PROBLEM STATEMENT: Repeat only the lines from the one that contains "segment --target=green field" through the final line of the listing below, exactly, please, without pictures.

RECORDS FOR THE TASK:
----

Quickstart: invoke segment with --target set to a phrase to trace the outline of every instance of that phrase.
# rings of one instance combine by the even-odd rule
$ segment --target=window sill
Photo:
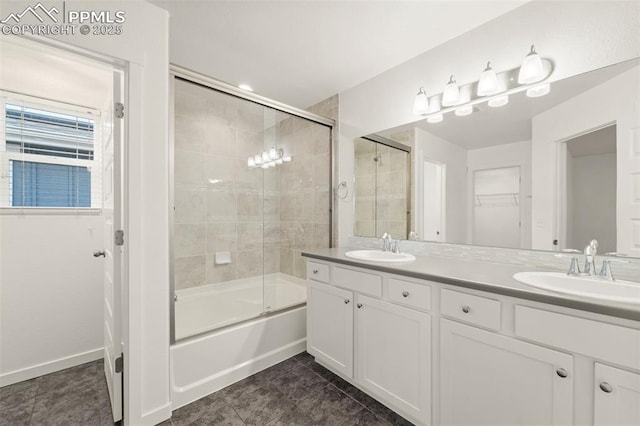
[[[55,208],[55,207],[0,207],[0,216],[56,215],[56,216],[99,216],[99,208]]]

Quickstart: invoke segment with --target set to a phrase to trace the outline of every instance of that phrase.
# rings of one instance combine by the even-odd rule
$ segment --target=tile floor
[[[0,425],[112,425],[102,361],[0,388]],[[163,426],[411,425],[303,352],[173,412]]]

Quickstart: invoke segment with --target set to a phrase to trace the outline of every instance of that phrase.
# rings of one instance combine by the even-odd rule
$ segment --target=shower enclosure
[[[332,121],[173,80],[172,341],[306,302],[330,247]]]

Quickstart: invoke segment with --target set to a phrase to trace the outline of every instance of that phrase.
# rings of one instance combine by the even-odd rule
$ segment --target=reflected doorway
[[[446,165],[425,159],[423,170],[422,238],[443,242],[445,239],[445,180]]]

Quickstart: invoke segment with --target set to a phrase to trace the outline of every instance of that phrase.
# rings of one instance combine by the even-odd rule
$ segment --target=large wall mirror
[[[635,59],[377,134],[413,147],[419,239],[582,250],[595,238],[599,253],[640,257],[639,105]]]

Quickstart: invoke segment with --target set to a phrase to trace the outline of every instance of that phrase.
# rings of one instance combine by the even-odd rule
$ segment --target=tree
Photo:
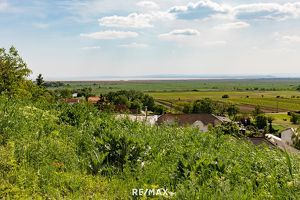
[[[38,77],[36,78],[37,86],[40,86],[40,87],[44,86],[44,83],[45,83],[45,81],[44,81],[42,74],[39,74]]]
[[[128,101],[128,98],[125,95],[117,96],[114,99],[114,104],[119,105],[119,106],[120,105],[126,106],[126,108],[129,108],[129,106],[130,106],[130,102]]]
[[[209,99],[201,99],[194,102],[193,113],[207,113],[212,114],[215,111],[215,103]]]
[[[227,113],[230,117],[236,117],[236,115],[240,112],[240,109],[236,105],[230,105],[227,109]]]
[[[300,115],[296,113],[291,113],[291,122],[293,124],[299,124],[300,122]]]
[[[268,123],[269,123],[269,132],[270,132],[270,133],[274,133],[275,130],[274,130],[273,124],[272,124],[273,121],[274,121],[274,118],[271,117],[271,116],[269,116],[269,117],[267,117],[267,121],[268,121]]]
[[[297,89],[296,89],[296,90],[300,91],[300,85],[298,85],[298,87],[297,87]]]
[[[154,98],[150,95],[145,95],[143,99],[143,106],[147,106],[148,110],[153,110],[153,107],[155,105]]]
[[[166,112],[166,108],[163,105],[155,105],[153,112],[157,115],[163,115]]]
[[[232,136],[241,136],[240,128],[237,124],[233,122],[226,122],[218,125],[215,128],[217,133],[225,134],[225,135],[232,135]]]
[[[26,90],[30,73],[16,48],[11,47],[8,52],[0,48],[0,94],[13,96]]]
[[[255,106],[254,110],[252,111],[253,117],[263,114],[261,107],[259,105]]]
[[[71,98],[72,97],[72,91],[69,89],[55,90],[55,93],[59,98]]]
[[[250,126],[251,125],[251,117],[248,115],[241,115],[239,117],[237,117],[236,119],[237,121],[239,121],[241,124],[243,124],[243,126]]]
[[[139,114],[142,111],[142,106],[143,104],[139,100],[134,100],[130,105],[130,109]]]
[[[257,115],[255,117],[255,123],[256,123],[256,127],[258,129],[264,129],[268,124],[267,124],[267,117],[265,115]]]

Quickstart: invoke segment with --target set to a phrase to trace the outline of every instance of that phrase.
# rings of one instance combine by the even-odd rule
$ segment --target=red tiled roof
[[[76,99],[76,98],[70,98],[70,99],[65,99],[64,100],[66,103],[79,103],[80,99]]]
[[[88,102],[97,103],[100,100],[100,97],[89,97]]]

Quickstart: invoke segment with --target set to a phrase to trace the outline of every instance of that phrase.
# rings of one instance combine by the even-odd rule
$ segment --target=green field
[[[245,112],[253,110],[256,105],[270,113],[300,110],[300,92],[296,90],[300,79],[75,81],[64,84],[63,87],[50,89],[90,87],[95,95],[134,89],[169,103],[211,98],[235,103]],[[224,94],[230,98],[223,99]]]
[[[193,101],[201,98],[211,98],[214,100],[235,103],[245,110],[253,108],[255,105],[262,106],[269,112],[300,110],[300,98],[297,91],[207,91],[207,92],[153,92],[149,93],[155,99],[169,102]],[[228,94],[228,99],[222,96]],[[280,96],[278,98],[278,96]],[[295,98],[292,98],[295,96]]]
[[[108,91],[135,89],[153,91],[295,91],[300,79],[253,79],[253,80],[157,80],[157,81],[73,81],[64,82],[63,88],[91,87],[96,94]],[[53,88],[55,89],[55,88]],[[300,93],[298,94],[300,96]]]

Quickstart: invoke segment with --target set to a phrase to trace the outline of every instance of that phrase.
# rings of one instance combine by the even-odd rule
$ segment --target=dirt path
[[[241,112],[249,113],[252,112],[255,108],[255,105],[248,105],[248,104],[238,104]],[[261,107],[261,110],[264,113],[277,113],[277,108],[270,108],[270,107]],[[288,110],[278,109],[278,112],[287,112]]]

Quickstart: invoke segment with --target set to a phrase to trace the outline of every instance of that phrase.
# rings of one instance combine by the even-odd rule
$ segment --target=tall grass
[[[131,199],[133,188],[167,188],[172,199],[300,198],[298,155],[84,104],[0,98],[0,158],[5,199]]]

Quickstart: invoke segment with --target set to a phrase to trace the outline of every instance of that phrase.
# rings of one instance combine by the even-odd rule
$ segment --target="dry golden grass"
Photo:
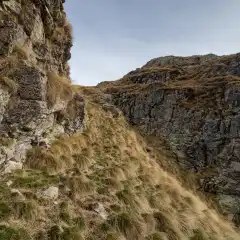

----

RESPONSE TO THIS EXERCISE:
$ segment --target=green field
[[[245,112],[253,110],[256,105],[270,113],[300,110],[300,92],[296,90],[300,79],[75,81],[64,84],[63,87],[50,89],[90,87],[95,95],[134,89],[169,103],[211,98],[235,103]],[[224,94],[230,98],[223,99]]]
[[[193,101],[201,98],[211,98],[214,100],[235,103],[245,110],[253,108],[255,105],[262,106],[269,112],[300,110],[300,98],[297,91],[207,91],[207,92],[153,92],[149,93],[155,99],[169,102]],[[228,94],[228,99],[222,96]],[[280,96],[278,98],[278,96]],[[295,98],[292,98],[295,96]]]
[[[108,91],[135,89],[153,91],[295,91],[300,79],[253,79],[253,80],[157,80],[157,81],[73,81],[64,82],[63,88],[91,87],[96,94]],[[53,88],[55,89],[55,88]],[[300,93],[298,94],[300,96]]]

Quickstart: invoke segment with --target set to a phrase to trace the outline of every instance of that phrase.
# rings of one instance combine by the even-odd rule
$ segment --target=dirt path
[[[241,112],[249,113],[252,112],[255,108],[255,105],[248,105],[248,104],[238,104]],[[261,107],[261,110],[264,113],[277,113],[277,108],[270,108],[270,107]],[[288,110],[278,109],[278,112],[287,112]]]

Quickstart: invoke segment with --target set to a phrase to trace the outline of every instance of that phrase.
# rings of one instance combine by the even-odd rule
$ segment --target=tall grass
[[[131,199],[133,188],[167,188],[172,199],[300,198],[298,155],[84,104],[0,98],[0,158],[5,199]]]

Quickstart: invoke segment with --target set to a phrase to trace the outline of every instance of that phrase.
# rings of one instance combine by the even-odd rule
$ segment --target="dry golden grass"
Photo:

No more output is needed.